In the records that follow, find each line with the word "rocky" and copy it.

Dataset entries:
%%

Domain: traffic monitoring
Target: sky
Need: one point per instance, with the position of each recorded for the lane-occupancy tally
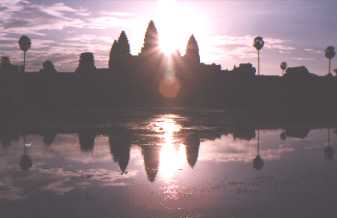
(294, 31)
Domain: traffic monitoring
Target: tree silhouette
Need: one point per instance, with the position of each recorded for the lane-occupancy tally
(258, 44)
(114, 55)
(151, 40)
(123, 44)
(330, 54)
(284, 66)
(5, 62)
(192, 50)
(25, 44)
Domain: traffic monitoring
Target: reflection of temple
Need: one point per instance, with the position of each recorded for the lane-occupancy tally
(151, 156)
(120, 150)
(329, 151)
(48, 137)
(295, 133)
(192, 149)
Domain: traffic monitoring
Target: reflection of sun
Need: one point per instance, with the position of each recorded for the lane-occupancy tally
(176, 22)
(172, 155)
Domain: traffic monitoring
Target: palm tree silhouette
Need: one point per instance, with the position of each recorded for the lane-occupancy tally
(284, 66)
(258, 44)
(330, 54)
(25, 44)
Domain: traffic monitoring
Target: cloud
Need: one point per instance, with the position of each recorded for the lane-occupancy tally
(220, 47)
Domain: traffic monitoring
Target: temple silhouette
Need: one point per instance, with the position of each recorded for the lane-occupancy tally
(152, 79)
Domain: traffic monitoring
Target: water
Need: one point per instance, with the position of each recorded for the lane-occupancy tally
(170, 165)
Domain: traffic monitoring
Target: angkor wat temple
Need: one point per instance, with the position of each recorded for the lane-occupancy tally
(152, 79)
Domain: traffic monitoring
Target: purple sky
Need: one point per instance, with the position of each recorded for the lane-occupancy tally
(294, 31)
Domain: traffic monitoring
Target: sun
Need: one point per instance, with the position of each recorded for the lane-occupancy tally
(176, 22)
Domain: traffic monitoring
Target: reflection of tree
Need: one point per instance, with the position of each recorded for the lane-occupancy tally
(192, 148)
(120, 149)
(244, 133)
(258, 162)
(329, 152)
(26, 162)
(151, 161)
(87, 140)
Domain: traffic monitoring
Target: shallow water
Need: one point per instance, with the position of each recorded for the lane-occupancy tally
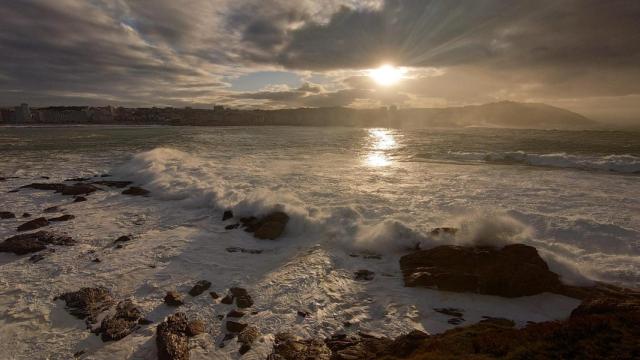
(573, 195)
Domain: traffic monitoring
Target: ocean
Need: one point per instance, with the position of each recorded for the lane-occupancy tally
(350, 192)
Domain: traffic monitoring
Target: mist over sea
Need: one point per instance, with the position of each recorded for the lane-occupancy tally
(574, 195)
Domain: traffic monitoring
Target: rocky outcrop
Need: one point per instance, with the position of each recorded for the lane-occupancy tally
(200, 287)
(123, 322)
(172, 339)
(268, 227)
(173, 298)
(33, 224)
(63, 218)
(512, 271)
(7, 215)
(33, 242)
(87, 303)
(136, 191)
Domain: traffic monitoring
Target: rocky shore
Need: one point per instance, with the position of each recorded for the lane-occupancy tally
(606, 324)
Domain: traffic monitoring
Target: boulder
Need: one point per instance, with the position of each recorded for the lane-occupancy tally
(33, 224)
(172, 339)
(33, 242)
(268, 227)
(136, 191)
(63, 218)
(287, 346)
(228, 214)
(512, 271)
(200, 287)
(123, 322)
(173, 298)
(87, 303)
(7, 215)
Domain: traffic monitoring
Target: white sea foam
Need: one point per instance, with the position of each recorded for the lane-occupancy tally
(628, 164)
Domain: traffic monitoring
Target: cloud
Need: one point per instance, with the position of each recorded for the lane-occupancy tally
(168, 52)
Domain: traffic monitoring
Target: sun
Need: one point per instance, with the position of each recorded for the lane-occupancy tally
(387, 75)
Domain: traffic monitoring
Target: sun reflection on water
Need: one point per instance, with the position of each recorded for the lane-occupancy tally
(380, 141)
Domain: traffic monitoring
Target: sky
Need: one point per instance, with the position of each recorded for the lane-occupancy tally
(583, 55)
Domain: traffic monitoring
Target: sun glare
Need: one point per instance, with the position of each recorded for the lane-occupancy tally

%%

Your solution:
Target: rocky outcrop
Target: rocky shore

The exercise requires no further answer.